● Instructions
[1] Do these statements agree with the passage on ethnic cookbooks? Answer yes or no for each, quoting the words of the passage that decide it. (a) Regional American cuisines are included in what the passage calls "ethnic." (b) All ethnic cookbooks on the market are equally authentic. (c) Ethnic classics are the tier where the least selectivity is needed.
[2] Which regional American cuisines does the passage on ethnic cookbooks name as examples?

● Passage to read
▬▬▬▬▬▬▬▬▬▬

The last tier of cookbook titles that should be in your collection are ethnic classics, and this is where you need to be the most selective.  It’s important to note that when I say “ethnic” I am also referring to regional American cuisines, as well – southern cooking, Tex-Mex, and New England recipes come to mind.  There are many, many ethnic cookbooks on the market, and they all vary in their degree of authenticity.  Ideally, you will want to choose titles that truly convey a sense of a particular culture, beyond just the recipes of that culture’s cuisine.  Peruse the bargain bin of any chain bookstore and you’ll find dozens of Quick and Easy-type of cookbooks that promise to make you the next Martin Yan, Mario Batali, or Madhur Jaffrey.  But, if you really think about it, if you really wanted to cook like these chefs, you would just buy their own cookbooks.

▬▬▬▬▬▬▬▬▬▬

● Dataset extract
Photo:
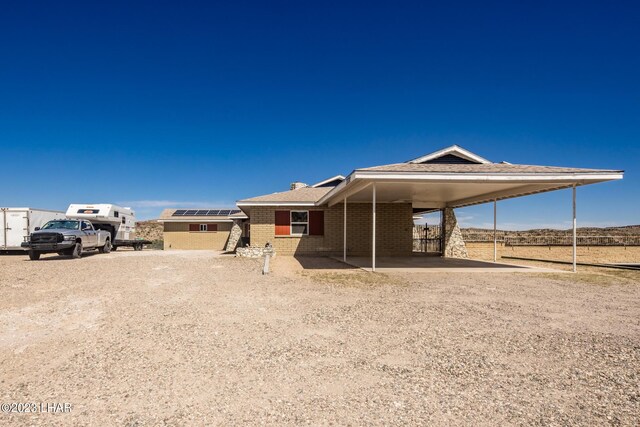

▬▬▬▬▬▬▬▬▬▬

● Solutions to the exercise
[1]
(a) Yes: "I am also referring to regional American cuisines, as well"
(b) No: "they all vary in their degree of authenticity"
(c) No: "this is where you need to be the most selective"

[2] Southern cooking, Tex-Mex, and New England recipes.